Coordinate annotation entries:
▬▬▬▬▬▬

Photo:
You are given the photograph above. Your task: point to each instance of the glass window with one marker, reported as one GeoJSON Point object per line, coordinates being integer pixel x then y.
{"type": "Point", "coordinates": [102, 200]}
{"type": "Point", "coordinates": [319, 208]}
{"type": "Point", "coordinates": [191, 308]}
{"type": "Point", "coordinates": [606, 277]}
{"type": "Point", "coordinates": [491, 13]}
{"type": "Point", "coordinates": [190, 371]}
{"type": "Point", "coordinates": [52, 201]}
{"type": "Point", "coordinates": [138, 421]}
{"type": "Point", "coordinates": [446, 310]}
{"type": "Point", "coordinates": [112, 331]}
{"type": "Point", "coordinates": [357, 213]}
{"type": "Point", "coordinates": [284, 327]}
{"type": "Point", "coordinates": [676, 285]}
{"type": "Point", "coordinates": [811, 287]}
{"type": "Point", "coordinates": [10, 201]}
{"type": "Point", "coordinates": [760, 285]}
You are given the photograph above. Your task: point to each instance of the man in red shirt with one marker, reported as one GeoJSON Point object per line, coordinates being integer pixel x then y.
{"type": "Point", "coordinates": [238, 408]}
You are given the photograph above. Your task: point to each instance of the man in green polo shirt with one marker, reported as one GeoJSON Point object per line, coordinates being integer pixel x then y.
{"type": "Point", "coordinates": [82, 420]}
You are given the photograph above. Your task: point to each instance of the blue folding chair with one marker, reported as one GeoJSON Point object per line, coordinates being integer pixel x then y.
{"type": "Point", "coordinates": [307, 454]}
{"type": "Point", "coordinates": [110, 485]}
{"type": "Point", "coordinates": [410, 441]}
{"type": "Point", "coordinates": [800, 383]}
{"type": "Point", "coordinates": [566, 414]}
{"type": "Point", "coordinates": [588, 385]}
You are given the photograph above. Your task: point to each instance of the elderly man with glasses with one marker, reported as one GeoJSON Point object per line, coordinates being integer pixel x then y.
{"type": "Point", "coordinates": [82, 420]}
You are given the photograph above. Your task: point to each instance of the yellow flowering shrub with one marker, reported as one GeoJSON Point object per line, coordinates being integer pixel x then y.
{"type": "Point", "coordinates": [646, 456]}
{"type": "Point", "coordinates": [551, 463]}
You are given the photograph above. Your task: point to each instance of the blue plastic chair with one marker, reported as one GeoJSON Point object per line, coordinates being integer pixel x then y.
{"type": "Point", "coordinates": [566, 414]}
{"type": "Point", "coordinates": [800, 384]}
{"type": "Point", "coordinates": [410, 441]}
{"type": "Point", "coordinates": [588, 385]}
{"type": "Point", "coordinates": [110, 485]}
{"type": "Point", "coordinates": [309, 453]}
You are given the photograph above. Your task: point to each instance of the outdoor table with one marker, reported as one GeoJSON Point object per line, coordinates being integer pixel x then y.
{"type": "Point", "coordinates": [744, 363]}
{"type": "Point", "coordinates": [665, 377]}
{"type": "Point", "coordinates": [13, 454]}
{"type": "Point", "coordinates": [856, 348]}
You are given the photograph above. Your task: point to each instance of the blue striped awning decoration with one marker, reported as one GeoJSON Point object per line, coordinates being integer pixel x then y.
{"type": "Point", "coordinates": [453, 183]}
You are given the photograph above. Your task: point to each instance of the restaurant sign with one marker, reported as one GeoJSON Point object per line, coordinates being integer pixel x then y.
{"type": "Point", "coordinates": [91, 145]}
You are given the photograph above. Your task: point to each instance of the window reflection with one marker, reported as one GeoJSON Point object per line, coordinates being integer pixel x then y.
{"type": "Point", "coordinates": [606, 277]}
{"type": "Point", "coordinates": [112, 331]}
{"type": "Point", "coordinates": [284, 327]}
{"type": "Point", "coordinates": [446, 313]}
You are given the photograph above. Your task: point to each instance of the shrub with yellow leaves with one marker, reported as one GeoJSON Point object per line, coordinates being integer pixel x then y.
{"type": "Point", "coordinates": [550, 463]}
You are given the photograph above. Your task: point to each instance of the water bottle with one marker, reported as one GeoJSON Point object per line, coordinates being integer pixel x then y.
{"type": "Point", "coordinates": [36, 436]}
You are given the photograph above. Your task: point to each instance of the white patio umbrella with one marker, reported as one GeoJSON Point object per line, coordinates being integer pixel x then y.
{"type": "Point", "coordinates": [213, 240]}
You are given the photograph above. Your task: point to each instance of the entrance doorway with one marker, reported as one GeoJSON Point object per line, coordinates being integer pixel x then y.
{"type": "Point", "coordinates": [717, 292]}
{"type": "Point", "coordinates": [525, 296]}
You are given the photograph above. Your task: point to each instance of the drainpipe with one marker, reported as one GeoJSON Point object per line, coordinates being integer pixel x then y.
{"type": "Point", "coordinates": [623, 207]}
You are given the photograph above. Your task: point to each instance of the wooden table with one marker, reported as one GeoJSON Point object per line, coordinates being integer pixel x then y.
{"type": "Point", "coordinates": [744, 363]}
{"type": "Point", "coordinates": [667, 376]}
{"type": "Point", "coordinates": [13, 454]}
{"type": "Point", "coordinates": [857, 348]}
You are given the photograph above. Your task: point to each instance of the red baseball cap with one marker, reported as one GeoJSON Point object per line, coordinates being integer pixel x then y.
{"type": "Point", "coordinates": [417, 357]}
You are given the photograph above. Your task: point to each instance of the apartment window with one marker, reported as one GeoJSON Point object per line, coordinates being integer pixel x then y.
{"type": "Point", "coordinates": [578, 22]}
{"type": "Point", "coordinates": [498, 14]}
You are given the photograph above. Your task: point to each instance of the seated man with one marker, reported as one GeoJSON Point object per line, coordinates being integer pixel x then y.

▬▬▬▬▬▬

* To do
Repeat each record exactly. Omit nothing.

* Correct response
Photo:
You are given the photograph above. Your task: point to each instance of the glass window with one marker, reported as one GeoJSON Point object per line, coordinates being integer pixel x then y.
{"type": "Point", "coordinates": [102, 200]}
{"type": "Point", "coordinates": [319, 208]}
{"type": "Point", "coordinates": [191, 308]}
{"type": "Point", "coordinates": [606, 277]}
{"type": "Point", "coordinates": [491, 13]}
{"type": "Point", "coordinates": [190, 371]}
{"type": "Point", "coordinates": [52, 201]}
{"type": "Point", "coordinates": [138, 421]}
{"type": "Point", "coordinates": [446, 310]}
{"type": "Point", "coordinates": [112, 331]}
{"type": "Point", "coordinates": [357, 213]}
{"type": "Point", "coordinates": [284, 327]}
{"type": "Point", "coordinates": [676, 285]}
{"type": "Point", "coordinates": [811, 287]}
{"type": "Point", "coordinates": [10, 201]}
{"type": "Point", "coordinates": [760, 285]}
You are given the photograph above. Your task: point to each instance of the man in red shirt with one marker, reported as one GeoJSON Point object per line, coordinates being integer pixel x then y.
{"type": "Point", "coordinates": [238, 408]}
You are given the photograph above. Your task: point to each instance of the man in green polo shirt with one marker, reported as one GeoJSON Point object per line, coordinates being integer pixel x then y.
{"type": "Point", "coordinates": [82, 420]}
You are given the photograph above. Your task: point to each instance of the blue folding chair with one marker, reported as one GeoJSON Point object per line, coordinates being integer pixel x then y.
{"type": "Point", "coordinates": [307, 454]}
{"type": "Point", "coordinates": [110, 485]}
{"type": "Point", "coordinates": [410, 441]}
{"type": "Point", "coordinates": [800, 383]}
{"type": "Point", "coordinates": [566, 414]}
{"type": "Point", "coordinates": [588, 385]}
You are given the photograph above. Your task: point to each instance of the elderly man with glasses with one marker, reported as one GeoJSON Point object per line, coordinates being integer pixel x then y.
{"type": "Point", "coordinates": [82, 420]}
You are given the photograph above. Your task: point to each instance of the yellow flowering shrub with one marker, reported as one GeoJSON Point object per line, coordinates being integer pixel x then y.
{"type": "Point", "coordinates": [646, 456]}
{"type": "Point", "coordinates": [551, 463]}
You are given the photograph above. Your task: point to each instance of the blue plastic chair with one marker, reported as one GeoJSON Point object per line, coordinates being integer pixel x then y.
{"type": "Point", "coordinates": [566, 414]}
{"type": "Point", "coordinates": [800, 384]}
{"type": "Point", "coordinates": [410, 441]}
{"type": "Point", "coordinates": [588, 385]}
{"type": "Point", "coordinates": [110, 485]}
{"type": "Point", "coordinates": [309, 453]}
You are given the photograph above. Your task: point to each instance of the outdoor table with one marker, reported as one GeoJSON Point object per line, coordinates being integer pixel x then y.
{"type": "Point", "coordinates": [744, 363]}
{"type": "Point", "coordinates": [665, 377]}
{"type": "Point", "coordinates": [13, 454]}
{"type": "Point", "coordinates": [856, 348]}
You are given the photograph above. Your task: point to each instance of the blue striped awning decoration with one marker, reported as one GeoJSON Point object per line, coordinates being integer pixel x then y.
{"type": "Point", "coordinates": [453, 183]}
You are given the photograph above. Your task: point to each instance of the restaurant sign with one marker, reported as one GeoJSON Point object per line, coordinates being integer pixel x then y.
{"type": "Point", "coordinates": [91, 145]}
You are given the photograph above. Your task: point to each instance of the window reflection with one marker, reported as one GeoJSON Point object per line, coordinates being integer pixel x then y.
{"type": "Point", "coordinates": [606, 277]}
{"type": "Point", "coordinates": [112, 331]}
{"type": "Point", "coordinates": [284, 327]}
{"type": "Point", "coordinates": [446, 313]}
You are given the photograph above. Your task: point to each instance of the shrub with yellow leaves with one marker, reported as one GeoJSON Point object per line, coordinates being integer pixel x then y.
{"type": "Point", "coordinates": [550, 463]}
You are given the photograph above. Your task: point to each instance of the water bottle with one marker, reported as one GeoJSON Point object per line, coordinates being integer pixel x then y.
{"type": "Point", "coordinates": [36, 436]}
You are given the photograph above. Your task: point to each instance of the white patio umbrella with one marker, reported as one GeoJSON Point object per line, coordinates being integer pixel x then y.
{"type": "Point", "coordinates": [213, 240]}
You are given the photograph above. Your task: point to each instance of the entrance doorway with one marker, reported as one GeoJSON Point object per line, coordinates being integer pixel x then y.
{"type": "Point", "coordinates": [717, 292]}
{"type": "Point", "coordinates": [525, 296]}
You are given the photograph above. Your task: point to each instance of the drainpipe with one marker, reported as one GeoJSON Point object per line, coordinates being integer pixel x then y.
{"type": "Point", "coordinates": [623, 207]}
You are given the photograph above. Your task: point to each instance of the wooden table with one marker, reported as one GeoJSON Point object per line, coordinates being integer pixel x then y.
{"type": "Point", "coordinates": [744, 363]}
{"type": "Point", "coordinates": [667, 376]}
{"type": "Point", "coordinates": [13, 454]}
{"type": "Point", "coordinates": [857, 348]}
You are given the photograph above. Your task: point to each instance of the red baseball cap with one marker, reported as one GeoJSON Point object per line, coordinates being integer pixel x then y.
{"type": "Point", "coordinates": [417, 357]}
You are given the photograph above. Your task: point to each instance of the apartment window with one marker, reported as one GeoJSON Point object per line, coordinates being integer pixel x then y.
{"type": "Point", "coordinates": [578, 22]}
{"type": "Point", "coordinates": [498, 14]}
You are given the photograph above. Your task: point to each instance of the seated man with one marker, reported as one GeoJSON Point object per line, coordinates being integer pixel x then y.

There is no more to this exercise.